» **任务要求**:
请筛选下列记录，把所有含有字符串“glass”的行逐一抄写出来，不做任何改动。

==============================

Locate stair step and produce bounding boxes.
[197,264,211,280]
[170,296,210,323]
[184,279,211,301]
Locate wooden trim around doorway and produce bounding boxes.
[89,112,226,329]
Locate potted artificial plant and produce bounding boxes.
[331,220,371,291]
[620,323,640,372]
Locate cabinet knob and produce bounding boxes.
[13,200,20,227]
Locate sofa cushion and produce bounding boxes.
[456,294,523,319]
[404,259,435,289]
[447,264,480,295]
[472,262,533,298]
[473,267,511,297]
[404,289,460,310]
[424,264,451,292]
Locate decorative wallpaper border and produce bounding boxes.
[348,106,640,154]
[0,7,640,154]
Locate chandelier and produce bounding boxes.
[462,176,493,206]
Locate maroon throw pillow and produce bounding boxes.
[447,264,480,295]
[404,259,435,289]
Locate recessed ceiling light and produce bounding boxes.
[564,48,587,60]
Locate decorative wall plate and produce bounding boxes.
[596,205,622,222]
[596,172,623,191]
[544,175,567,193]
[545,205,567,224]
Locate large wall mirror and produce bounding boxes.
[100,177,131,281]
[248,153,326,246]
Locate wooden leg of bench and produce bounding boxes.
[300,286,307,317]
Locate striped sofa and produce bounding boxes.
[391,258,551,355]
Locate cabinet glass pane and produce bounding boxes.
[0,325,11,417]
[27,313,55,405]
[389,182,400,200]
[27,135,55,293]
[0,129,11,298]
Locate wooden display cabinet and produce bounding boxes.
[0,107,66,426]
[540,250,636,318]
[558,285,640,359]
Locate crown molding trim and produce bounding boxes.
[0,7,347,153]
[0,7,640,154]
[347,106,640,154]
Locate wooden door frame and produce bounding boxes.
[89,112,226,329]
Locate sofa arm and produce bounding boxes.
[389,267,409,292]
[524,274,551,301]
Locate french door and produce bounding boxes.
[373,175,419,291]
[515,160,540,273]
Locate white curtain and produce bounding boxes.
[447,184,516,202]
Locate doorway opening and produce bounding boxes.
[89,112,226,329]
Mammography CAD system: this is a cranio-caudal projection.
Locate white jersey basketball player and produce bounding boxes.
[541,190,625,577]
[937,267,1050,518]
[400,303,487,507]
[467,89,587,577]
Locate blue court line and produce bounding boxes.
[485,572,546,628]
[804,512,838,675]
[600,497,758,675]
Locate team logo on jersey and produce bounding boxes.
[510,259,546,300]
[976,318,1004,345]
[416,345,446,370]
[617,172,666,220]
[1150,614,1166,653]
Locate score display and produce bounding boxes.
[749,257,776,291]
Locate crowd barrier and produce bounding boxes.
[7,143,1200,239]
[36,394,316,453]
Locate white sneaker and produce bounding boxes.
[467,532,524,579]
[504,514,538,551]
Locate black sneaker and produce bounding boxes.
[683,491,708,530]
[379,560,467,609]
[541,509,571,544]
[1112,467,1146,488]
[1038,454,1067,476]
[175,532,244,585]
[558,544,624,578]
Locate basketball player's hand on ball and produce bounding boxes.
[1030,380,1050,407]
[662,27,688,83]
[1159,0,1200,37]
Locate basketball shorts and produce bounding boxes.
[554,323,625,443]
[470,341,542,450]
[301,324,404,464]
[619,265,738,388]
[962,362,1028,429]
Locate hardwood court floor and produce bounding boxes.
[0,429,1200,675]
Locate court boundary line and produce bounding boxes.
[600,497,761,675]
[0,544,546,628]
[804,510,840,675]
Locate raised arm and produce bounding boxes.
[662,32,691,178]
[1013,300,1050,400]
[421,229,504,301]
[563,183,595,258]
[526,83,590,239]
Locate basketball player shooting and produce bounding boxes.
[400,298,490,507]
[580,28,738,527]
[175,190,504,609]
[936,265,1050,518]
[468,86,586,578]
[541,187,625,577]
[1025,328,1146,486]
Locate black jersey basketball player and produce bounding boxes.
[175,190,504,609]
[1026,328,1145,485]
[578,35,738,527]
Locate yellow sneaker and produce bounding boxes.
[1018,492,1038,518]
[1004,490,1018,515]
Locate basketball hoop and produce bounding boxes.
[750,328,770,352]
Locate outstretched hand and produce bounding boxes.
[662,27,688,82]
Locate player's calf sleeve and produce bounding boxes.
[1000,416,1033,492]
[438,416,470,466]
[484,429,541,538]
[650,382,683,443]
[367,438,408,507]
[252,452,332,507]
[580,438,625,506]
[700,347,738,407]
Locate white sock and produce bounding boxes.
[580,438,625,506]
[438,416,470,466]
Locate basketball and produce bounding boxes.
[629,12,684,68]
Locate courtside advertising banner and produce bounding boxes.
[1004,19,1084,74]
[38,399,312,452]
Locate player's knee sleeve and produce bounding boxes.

==============================

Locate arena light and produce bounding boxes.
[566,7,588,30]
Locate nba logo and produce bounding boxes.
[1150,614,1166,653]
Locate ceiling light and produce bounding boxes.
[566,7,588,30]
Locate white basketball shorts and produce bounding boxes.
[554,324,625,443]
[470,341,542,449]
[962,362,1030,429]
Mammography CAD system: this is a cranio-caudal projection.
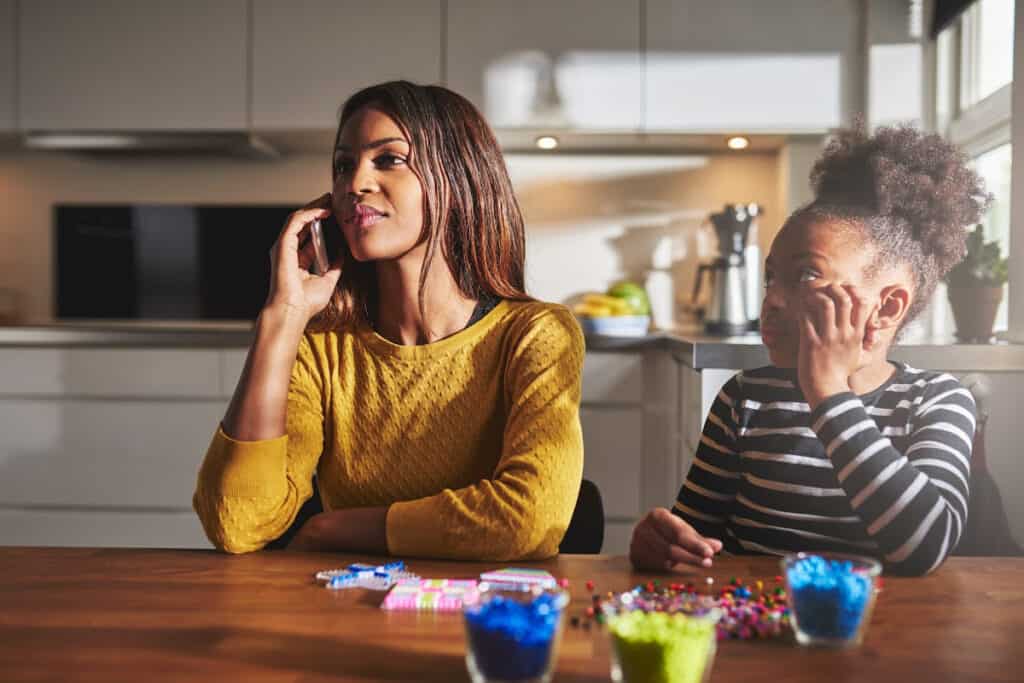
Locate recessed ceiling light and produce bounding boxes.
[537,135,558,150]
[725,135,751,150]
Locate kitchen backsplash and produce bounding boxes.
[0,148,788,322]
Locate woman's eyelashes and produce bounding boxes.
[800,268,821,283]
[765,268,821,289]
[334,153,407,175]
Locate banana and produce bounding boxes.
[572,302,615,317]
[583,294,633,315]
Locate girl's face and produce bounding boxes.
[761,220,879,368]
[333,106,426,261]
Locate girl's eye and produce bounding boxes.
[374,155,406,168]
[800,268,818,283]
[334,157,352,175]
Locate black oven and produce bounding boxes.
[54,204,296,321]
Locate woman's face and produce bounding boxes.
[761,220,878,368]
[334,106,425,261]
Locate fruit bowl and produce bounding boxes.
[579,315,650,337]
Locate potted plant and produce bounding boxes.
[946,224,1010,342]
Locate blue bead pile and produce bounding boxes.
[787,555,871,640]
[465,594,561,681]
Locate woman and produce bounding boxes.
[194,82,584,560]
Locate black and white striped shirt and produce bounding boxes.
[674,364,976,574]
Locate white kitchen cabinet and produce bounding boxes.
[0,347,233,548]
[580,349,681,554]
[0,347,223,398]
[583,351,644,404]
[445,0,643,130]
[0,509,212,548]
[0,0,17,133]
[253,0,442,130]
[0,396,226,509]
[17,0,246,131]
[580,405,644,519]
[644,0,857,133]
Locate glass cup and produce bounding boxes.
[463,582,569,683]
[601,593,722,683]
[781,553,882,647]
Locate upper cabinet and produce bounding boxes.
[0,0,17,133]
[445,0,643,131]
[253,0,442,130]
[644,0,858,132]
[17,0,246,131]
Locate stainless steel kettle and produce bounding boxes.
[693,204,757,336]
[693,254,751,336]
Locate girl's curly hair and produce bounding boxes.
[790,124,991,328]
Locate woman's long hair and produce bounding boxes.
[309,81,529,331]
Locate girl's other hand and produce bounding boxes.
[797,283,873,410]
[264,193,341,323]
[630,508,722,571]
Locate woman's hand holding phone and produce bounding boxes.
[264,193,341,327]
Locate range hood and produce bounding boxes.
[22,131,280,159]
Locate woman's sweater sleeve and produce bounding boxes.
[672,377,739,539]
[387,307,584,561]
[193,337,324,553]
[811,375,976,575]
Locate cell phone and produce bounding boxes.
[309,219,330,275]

==============================

» **练习答案**:
Locate cabinet glass pane and produce bounding boxes.
Locate glass cup and produce bounding boxes.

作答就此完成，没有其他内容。